TASK LIST -
1/ Translate this sentence from the essay on restaurant criticism into Spanish: "A critic not only discusses aesthetics and value but can also spur debate, raise questions and challenge convention."
2/ In one to three sentences, explain why, according to the essay on restaurant criticism, judging restaurants consistently by their ingredient sourcing would mean shooting down 99 percent of the ones the writer reviews.

PASSAGE -
━━━━━━━━━━━━━━━━━━━━━━━━━━━━━━

Get a few newspaper food critics together, and it’s hard to not hear the fear in their voices. Given the dramatic contraction of the press, journalists are looking over their shoulders as the budget cleaver swings. Food critics have to face an additional threat from Yelpers and bloggers elbowing their way onto their turf. How do we stay relevant now that everyone with a laptop and an Internet connection can become a restaurant critic?
Those pressures are real, but I believe restaurant critics face irrelevancy of another kind unless we change with the times. I believe that the social and environmental impact of the industrial food system should include discussing a restaurant’s choice of ingredients. As someone who spends a great deal of time thinking, reading and talking about food, limiting my reviews to just a chef’s skills and a restaurant’s décor and service isn’t enough anymore. Isn’t the fact a restaurant serves low-grade, factory-farmed ground beef made of a composite of ammonia-treated meat scraps from different processing plants as relevant as whether the kitchen overcooked my burger or the waiter refilled my water?
Consider: A new report written collectively by some 3,000 scientists found that 20 percent of the world’s vertebrates are threatened with extinction, and one of the biggest culprits is industrial agriculture. Because industrially-produced food is the norm in America, restaurants are complicit in a system that’s based on: animal cruelty, petroleum dependency in the form of pesticides and fertilizers, loss of top soil and biodiversity, public-health threats (E. coli, salmonella, water pollution, heart disease, cancer, etc.), exploitation of immigrant labor and the destruction of rural agricultural communities. Would you like soup or salad with that?
Of course, restaurants are only feeding the public what they want. Until diners demand something other than commodity beef and industrially- farmed vegetables flown in from around the world and are willing to pay for it upfront rather than at the doctor’s office or in environmental remediation down the road, the menu won’t change. But that’s where the restaurant critic can come in. We hope that they can tell a good story and educate readers about food along the way. But restaurants don’t exist in a vacuum. Ignoring the reality of the food system and pretending all is well is like admiring a python’s stripes as it coils around your neck.
What I’m proposing is clearly outside the bounds of restaurant criticism today. Some may say it’s no longer restaurant criticism but simply a polemic against factory-farmed food. I say that restaurant criticism and restaurant critics are stuck in time and need to evolve. A critic not only discusses aesthetics and value but can also spur debate, raise questions and challenge convention.
I’ve written about this before, but I’ve been inconsistent. Since the vast majority of Silicon Valley restaurants support the industrial-food complex with their purchases, I’d have to shoot down 99 percent of the restaurants I review—that would get boring quickly. Most readers just want to know whether a new restaurant is worth the money and what should they order, hold the environmentalism. But I’m determined to find a way to do this. I welcome your feedback.

━━━━━━━━━━━━━━━━━━━━━━━━━━━━━━

[Segmentation mask data]
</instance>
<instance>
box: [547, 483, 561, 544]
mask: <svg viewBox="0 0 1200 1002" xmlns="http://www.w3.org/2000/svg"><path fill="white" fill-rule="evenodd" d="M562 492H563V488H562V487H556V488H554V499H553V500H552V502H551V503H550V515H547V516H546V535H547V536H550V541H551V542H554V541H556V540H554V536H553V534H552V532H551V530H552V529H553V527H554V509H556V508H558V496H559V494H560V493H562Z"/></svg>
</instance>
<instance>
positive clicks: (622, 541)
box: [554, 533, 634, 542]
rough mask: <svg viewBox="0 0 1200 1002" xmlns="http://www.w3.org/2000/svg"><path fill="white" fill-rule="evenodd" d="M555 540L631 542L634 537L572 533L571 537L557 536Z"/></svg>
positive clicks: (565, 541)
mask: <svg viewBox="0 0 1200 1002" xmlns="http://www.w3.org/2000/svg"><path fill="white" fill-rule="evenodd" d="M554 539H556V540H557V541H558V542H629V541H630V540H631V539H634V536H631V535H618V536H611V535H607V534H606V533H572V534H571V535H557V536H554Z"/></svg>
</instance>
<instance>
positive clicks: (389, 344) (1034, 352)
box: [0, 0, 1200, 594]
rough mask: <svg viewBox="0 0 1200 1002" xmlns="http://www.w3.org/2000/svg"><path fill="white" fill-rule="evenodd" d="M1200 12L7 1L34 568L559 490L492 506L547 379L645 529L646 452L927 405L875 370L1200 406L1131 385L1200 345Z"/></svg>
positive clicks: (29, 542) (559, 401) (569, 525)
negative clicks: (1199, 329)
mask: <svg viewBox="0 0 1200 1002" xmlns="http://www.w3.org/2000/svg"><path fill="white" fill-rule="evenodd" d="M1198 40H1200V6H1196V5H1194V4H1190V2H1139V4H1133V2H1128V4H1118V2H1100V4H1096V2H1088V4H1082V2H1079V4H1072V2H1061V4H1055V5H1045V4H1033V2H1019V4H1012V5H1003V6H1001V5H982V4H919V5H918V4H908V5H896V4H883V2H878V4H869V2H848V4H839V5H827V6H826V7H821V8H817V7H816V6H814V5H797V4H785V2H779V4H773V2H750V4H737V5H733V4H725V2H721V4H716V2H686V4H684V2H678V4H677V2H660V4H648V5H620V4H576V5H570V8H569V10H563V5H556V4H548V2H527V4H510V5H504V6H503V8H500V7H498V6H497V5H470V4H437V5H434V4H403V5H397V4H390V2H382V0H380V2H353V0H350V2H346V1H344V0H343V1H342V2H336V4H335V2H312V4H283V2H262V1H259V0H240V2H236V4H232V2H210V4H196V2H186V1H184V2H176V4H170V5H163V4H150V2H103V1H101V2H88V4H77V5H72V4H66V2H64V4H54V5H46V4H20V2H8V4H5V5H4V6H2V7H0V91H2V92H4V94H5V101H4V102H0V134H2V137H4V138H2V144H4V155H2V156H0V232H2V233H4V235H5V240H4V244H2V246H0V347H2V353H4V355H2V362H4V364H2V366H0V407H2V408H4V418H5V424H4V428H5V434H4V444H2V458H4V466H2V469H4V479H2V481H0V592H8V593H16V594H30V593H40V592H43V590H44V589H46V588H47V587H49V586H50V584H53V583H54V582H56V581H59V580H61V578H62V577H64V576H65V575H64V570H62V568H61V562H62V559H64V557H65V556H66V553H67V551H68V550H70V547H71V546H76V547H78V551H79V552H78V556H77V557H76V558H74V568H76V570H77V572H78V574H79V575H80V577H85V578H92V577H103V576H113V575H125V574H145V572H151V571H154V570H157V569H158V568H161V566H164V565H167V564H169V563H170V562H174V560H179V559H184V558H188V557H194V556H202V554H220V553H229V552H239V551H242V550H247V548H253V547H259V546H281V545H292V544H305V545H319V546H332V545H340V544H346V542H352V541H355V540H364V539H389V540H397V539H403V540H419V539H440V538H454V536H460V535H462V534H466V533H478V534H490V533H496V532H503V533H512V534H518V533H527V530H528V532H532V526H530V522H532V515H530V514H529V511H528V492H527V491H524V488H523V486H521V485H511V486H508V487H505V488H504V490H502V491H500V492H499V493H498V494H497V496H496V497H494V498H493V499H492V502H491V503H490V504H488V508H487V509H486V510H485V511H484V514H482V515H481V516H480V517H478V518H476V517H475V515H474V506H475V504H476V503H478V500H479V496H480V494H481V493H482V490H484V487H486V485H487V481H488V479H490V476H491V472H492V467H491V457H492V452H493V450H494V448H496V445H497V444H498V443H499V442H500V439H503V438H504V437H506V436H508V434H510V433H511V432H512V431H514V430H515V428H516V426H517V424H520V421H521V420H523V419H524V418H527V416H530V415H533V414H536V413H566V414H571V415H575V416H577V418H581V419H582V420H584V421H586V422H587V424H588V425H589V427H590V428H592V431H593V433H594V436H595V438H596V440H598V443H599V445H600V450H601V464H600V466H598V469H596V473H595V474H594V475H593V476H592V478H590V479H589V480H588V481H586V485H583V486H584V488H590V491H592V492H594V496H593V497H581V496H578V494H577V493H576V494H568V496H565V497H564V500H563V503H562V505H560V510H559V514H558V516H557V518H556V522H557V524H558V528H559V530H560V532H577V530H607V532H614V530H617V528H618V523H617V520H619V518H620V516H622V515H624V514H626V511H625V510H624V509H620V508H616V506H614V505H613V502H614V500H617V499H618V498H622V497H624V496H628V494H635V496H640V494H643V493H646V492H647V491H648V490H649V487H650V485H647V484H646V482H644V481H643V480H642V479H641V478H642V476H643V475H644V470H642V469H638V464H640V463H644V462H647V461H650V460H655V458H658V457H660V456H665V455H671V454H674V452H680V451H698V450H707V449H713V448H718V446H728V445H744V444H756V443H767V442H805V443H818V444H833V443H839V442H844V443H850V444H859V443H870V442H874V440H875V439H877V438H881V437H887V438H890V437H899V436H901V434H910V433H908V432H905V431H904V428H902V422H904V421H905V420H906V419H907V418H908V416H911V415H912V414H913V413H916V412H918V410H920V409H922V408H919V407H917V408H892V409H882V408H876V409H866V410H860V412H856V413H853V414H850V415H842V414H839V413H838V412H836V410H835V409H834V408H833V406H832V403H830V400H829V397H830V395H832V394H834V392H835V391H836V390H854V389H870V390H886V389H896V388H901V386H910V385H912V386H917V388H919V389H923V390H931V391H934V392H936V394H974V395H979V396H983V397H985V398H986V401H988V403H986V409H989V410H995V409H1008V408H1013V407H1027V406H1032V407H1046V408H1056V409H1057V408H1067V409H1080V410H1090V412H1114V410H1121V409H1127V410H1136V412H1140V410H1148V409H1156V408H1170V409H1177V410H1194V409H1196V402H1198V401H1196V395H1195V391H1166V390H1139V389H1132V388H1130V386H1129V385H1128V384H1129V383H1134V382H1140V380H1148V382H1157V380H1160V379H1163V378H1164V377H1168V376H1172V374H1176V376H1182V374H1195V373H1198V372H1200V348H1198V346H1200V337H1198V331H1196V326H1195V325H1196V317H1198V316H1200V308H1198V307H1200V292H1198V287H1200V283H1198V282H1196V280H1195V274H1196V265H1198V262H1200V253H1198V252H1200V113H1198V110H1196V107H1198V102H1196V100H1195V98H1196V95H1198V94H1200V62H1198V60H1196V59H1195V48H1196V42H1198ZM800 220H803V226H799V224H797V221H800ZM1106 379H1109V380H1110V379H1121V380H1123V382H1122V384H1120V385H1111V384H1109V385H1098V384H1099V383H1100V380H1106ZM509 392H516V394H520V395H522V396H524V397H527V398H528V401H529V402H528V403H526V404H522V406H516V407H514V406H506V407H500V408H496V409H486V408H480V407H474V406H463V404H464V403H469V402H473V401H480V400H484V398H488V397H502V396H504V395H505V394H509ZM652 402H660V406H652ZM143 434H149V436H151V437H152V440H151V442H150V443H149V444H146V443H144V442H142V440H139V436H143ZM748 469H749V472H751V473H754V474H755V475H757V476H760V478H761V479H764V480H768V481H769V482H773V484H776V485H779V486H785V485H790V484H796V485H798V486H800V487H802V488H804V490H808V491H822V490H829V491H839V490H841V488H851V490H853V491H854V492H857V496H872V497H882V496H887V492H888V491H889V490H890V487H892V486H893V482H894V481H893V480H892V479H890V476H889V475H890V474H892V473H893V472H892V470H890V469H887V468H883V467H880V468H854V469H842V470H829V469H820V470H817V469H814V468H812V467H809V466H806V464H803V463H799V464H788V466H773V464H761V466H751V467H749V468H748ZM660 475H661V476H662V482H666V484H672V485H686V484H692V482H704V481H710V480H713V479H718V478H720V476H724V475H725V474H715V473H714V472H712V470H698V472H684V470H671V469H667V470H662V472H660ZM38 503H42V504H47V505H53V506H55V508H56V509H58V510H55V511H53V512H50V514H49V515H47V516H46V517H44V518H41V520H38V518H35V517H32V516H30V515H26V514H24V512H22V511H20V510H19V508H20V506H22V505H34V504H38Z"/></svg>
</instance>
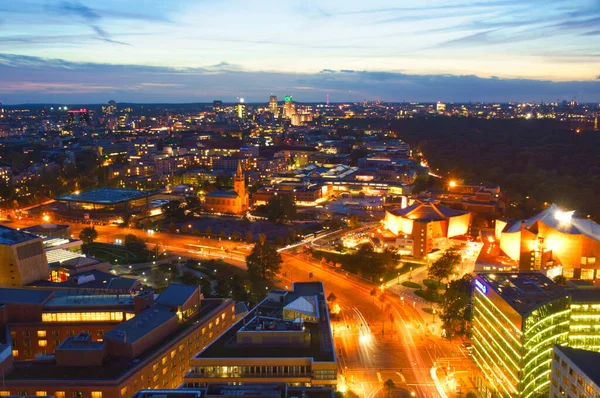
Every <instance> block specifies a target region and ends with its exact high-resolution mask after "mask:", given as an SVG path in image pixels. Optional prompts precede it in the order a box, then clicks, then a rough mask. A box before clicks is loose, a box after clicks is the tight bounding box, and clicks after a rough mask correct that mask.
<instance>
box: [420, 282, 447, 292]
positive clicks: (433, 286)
mask: <svg viewBox="0 0 600 398" xmlns="http://www.w3.org/2000/svg"><path fill="white" fill-rule="evenodd" d="M423 284H424V285H425V286H427V287H428V288H430V289H439V290H446V284H445V283H438V281H434V280H433V279H423Z"/></svg>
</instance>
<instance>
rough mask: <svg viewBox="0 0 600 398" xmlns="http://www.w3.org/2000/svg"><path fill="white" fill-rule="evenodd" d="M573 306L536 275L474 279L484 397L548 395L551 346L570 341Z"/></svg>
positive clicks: (487, 275)
mask: <svg viewBox="0 0 600 398" xmlns="http://www.w3.org/2000/svg"><path fill="white" fill-rule="evenodd" d="M570 301H571V300H570V296H569V295H568V293H567V291H566V290H565V289H564V288H562V287H560V286H558V285H556V284H555V283H554V282H552V281H551V280H550V279H548V278H547V277H546V276H544V275H542V274H540V273H537V272H523V273H518V274H517V273H498V274H486V273H480V274H477V275H476V276H475V279H474V294H473V348H474V349H473V359H474V361H475V363H476V365H477V368H478V372H477V373H476V377H475V381H476V385H477V388H478V389H479V391H480V392H481V393H482V394H483V395H484V396H490V394H492V395H494V394H495V395H496V396H501V397H523V398H530V397H539V396H543V395H544V394H545V395H546V396H547V394H548V390H549V385H550V366H551V361H552V347H553V345H555V344H558V345H565V344H567V343H568V341H569V340H568V335H569V322H570Z"/></svg>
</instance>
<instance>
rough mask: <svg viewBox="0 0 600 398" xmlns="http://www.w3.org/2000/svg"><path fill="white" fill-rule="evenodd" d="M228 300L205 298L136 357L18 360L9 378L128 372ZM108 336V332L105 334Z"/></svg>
mask: <svg viewBox="0 0 600 398" xmlns="http://www.w3.org/2000/svg"><path fill="white" fill-rule="evenodd" d="M224 302H225V300H216V299H209V300H203V301H202V306H201V308H200V310H199V311H198V312H197V313H196V314H194V315H193V316H192V317H190V318H189V319H187V320H186V321H185V322H182V323H180V324H179V328H178V329H177V330H176V331H174V332H173V333H171V334H170V335H169V336H167V337H166V338H165V339H163V340H162V341H160V342H158V343H157V344H156V345H154V346H153V347H152V348H150V349H149V350H147V351H145V352H144V353H143V354H142V355H140V356H138V357H137V358H134V359H128V358H117V357H108V358H107V359H106V360H105V361H104V363H103V364H102V365H101V366H79V367H77V366H57V365H56V363H52V362H51V363H48V362H27V363H15V366H14V368H13V370H12V372H10V374H7V375H5V379H6V380H24V381H32V380H115V379H118V378H120V377H121V376H123V375H124V374H125V373H126V372H128V371H130V370H131V369H133V368H135V367H136V366H139V365H140V364H141V362H142V361H144V360H145V359H146V358H148V357H149V356H151V355H152V354H154V353H155V352H157V351H159V350H161V349H162V348H163V347H164V345H165V344H167V343H169V342H170V341H172V340H175V339H177V338H178V337H179V336H180V335H181V334H182V333H184V332H185V331H186V330H188V329H189V328H190V327H191V326H192V325H194V324H195V323H197V322H198V321H200V320H202V319H203V318H205V317H207V316H208V315H209V314H211V313H212V312H213V311H215V310H216V309H217V308H218V307H219V306H220V305H221V304H223V303H224ZM105 336H106V335H105Z"/></svg>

━━━━━━━━━━━━━━━━━━━━━━━━━━━━━━

SOLUTIONS BY TASK -
1/ Un crítico no solo analiza la estética y el valor, sino que también puede estimular el debate, plantear preguntas y desafiar las convenciones.

2/ The vast majority of Silicon Valley restaurants support the industrial-food complex through their purchases. Applying that standard consistently would therefore condemn almost every restaurant the writer reviews.